Dataset records about where objects are located:
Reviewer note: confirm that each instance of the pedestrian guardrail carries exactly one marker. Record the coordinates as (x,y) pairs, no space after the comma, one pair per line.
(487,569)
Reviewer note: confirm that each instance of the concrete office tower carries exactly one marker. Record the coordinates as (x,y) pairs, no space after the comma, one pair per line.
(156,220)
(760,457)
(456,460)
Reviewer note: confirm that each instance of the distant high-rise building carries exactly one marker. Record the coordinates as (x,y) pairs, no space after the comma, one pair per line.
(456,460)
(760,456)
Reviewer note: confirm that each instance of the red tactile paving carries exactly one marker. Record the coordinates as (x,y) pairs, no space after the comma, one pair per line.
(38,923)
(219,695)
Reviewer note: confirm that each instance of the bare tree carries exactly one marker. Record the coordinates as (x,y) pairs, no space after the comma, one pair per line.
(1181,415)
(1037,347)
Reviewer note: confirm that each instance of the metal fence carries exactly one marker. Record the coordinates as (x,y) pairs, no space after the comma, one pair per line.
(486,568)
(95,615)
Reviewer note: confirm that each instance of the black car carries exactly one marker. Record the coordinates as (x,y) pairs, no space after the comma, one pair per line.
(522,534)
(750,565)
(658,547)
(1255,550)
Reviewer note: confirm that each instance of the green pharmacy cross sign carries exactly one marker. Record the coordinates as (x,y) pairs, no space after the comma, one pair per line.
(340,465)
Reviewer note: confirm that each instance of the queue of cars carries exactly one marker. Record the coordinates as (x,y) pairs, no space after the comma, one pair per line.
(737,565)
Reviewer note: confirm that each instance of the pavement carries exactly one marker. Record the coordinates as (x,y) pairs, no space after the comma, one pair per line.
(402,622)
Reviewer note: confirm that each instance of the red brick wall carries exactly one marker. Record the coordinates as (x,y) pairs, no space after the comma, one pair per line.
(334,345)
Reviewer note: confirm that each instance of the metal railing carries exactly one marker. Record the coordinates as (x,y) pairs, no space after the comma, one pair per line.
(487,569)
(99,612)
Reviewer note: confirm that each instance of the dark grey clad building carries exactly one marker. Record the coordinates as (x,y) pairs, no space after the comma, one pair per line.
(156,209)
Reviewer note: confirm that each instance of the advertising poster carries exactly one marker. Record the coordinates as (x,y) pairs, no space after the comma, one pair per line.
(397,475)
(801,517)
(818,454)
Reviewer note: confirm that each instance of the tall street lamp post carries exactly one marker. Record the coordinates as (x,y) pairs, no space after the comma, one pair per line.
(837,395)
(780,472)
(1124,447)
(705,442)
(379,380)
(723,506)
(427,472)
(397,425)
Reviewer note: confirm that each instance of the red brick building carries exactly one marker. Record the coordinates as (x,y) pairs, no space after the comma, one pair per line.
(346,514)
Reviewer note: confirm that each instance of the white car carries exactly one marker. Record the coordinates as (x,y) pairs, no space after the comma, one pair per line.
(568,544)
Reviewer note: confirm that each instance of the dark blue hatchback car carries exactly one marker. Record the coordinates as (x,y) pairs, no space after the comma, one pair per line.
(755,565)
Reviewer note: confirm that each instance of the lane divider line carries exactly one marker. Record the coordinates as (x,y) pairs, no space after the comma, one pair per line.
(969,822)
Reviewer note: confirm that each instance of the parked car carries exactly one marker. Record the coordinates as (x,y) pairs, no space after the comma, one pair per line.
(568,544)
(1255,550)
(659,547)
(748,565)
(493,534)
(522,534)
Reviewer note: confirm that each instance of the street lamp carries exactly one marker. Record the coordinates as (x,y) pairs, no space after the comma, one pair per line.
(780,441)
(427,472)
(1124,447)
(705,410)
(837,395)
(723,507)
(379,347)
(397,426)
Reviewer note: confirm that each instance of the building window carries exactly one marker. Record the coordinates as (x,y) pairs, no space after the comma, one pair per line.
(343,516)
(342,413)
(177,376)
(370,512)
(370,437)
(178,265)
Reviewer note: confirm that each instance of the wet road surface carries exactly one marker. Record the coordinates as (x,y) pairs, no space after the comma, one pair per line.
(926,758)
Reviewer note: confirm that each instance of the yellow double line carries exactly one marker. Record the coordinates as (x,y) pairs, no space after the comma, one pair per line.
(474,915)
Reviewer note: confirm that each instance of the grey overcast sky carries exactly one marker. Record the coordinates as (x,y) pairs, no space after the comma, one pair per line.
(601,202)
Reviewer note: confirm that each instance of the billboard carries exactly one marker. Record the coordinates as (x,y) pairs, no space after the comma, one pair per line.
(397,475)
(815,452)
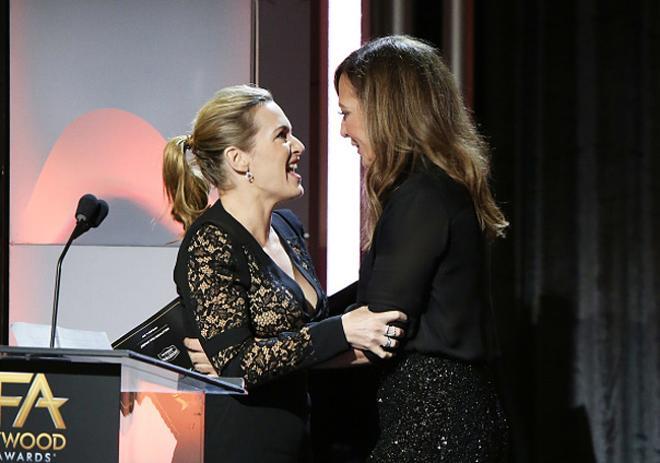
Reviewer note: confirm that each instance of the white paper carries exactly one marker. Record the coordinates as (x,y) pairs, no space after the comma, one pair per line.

--

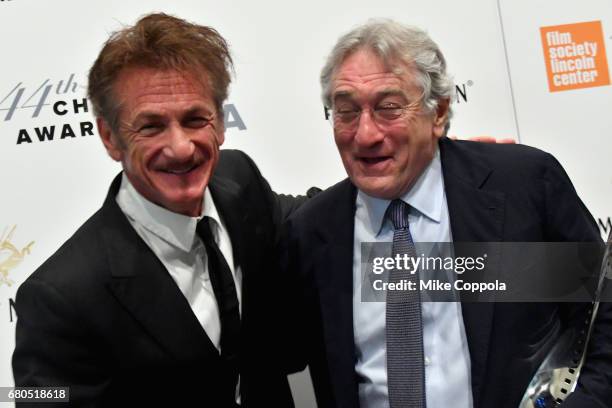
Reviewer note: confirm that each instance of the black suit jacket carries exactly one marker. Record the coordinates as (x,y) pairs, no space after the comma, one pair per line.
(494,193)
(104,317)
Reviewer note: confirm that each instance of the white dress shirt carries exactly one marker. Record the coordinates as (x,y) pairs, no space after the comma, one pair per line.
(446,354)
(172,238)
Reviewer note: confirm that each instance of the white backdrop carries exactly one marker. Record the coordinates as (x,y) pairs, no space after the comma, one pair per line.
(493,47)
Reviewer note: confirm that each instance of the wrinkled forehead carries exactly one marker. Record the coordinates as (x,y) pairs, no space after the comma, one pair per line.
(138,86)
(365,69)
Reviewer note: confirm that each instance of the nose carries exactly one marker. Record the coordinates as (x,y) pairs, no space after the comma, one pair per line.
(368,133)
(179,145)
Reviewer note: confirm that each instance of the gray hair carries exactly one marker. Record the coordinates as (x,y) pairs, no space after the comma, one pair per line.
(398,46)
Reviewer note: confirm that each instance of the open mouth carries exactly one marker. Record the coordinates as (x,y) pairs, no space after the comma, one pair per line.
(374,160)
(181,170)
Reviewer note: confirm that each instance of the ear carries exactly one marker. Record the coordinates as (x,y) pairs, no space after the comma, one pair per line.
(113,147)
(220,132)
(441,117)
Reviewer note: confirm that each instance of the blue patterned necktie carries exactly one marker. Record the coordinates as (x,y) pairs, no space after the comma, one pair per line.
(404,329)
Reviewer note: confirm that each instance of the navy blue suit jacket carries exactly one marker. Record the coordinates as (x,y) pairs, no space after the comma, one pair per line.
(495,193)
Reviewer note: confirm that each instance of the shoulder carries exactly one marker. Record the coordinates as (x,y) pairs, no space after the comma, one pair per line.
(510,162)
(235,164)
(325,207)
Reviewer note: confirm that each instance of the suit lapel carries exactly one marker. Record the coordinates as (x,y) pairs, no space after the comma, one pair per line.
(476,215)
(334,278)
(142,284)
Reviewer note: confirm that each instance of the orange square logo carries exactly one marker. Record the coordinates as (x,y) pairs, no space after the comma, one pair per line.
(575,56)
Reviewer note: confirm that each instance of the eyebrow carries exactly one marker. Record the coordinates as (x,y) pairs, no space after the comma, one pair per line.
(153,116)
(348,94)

---

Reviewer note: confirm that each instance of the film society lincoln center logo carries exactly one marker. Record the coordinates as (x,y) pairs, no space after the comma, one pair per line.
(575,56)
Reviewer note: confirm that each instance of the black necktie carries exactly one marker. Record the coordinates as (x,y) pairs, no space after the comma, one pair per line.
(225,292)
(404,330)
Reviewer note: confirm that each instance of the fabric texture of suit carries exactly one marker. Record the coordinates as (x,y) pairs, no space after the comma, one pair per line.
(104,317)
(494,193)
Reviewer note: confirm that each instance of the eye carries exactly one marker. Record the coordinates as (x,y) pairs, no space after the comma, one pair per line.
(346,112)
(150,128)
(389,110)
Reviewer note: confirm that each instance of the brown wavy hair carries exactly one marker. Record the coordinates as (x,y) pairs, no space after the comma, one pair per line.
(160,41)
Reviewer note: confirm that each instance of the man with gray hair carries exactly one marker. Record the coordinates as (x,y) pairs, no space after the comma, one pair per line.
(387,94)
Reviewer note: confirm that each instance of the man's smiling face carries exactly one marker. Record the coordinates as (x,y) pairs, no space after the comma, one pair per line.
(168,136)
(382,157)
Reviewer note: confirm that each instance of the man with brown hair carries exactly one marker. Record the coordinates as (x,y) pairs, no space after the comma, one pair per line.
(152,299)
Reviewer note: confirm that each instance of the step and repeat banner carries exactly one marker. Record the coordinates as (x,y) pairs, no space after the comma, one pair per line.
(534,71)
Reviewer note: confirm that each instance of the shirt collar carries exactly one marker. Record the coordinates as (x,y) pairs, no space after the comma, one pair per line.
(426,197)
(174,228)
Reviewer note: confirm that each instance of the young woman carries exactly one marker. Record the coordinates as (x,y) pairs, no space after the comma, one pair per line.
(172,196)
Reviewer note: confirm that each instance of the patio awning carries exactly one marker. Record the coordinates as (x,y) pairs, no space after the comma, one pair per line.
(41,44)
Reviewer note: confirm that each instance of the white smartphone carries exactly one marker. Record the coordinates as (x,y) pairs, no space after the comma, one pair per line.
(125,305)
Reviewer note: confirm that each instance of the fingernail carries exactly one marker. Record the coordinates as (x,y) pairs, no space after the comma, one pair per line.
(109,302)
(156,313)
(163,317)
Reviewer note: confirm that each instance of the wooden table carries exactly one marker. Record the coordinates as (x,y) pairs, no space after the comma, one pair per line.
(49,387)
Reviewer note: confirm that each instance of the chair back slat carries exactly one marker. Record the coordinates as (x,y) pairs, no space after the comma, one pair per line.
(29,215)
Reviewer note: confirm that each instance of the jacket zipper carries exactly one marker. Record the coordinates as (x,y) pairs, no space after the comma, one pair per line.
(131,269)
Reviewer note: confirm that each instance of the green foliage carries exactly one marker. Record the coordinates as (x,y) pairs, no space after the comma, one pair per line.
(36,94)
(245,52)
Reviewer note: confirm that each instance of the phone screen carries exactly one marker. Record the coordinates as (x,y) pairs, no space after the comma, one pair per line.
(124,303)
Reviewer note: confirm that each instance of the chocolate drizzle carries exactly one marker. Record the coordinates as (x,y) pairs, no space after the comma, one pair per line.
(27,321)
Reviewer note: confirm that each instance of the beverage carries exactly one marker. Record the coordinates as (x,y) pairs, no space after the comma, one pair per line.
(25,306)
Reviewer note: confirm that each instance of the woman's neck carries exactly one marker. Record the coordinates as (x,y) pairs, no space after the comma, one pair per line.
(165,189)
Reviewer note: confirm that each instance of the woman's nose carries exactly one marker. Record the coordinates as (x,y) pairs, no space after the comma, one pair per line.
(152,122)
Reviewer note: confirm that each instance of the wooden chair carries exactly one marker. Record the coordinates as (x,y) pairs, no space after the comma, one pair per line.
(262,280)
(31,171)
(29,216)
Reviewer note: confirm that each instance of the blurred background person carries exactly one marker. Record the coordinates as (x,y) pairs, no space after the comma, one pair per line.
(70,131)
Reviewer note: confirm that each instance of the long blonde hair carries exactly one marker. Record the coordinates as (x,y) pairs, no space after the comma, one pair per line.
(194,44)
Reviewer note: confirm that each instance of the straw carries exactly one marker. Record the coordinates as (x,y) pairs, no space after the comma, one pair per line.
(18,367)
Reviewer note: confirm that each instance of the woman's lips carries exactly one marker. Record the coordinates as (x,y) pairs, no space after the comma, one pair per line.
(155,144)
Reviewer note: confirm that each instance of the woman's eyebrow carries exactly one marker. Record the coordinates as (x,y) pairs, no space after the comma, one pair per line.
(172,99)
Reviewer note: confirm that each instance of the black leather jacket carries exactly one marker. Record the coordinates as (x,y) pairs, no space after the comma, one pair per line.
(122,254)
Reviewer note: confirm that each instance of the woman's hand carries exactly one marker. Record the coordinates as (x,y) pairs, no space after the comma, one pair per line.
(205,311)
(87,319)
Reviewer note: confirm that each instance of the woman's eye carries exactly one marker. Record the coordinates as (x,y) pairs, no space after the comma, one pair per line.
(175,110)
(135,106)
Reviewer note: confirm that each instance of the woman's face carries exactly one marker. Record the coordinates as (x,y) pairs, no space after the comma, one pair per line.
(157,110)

EXERCISE AIM ▸
Please tally the lines in the rows above that contain the word "eyebrow" and give only the number.

THE ANSWER ▸
2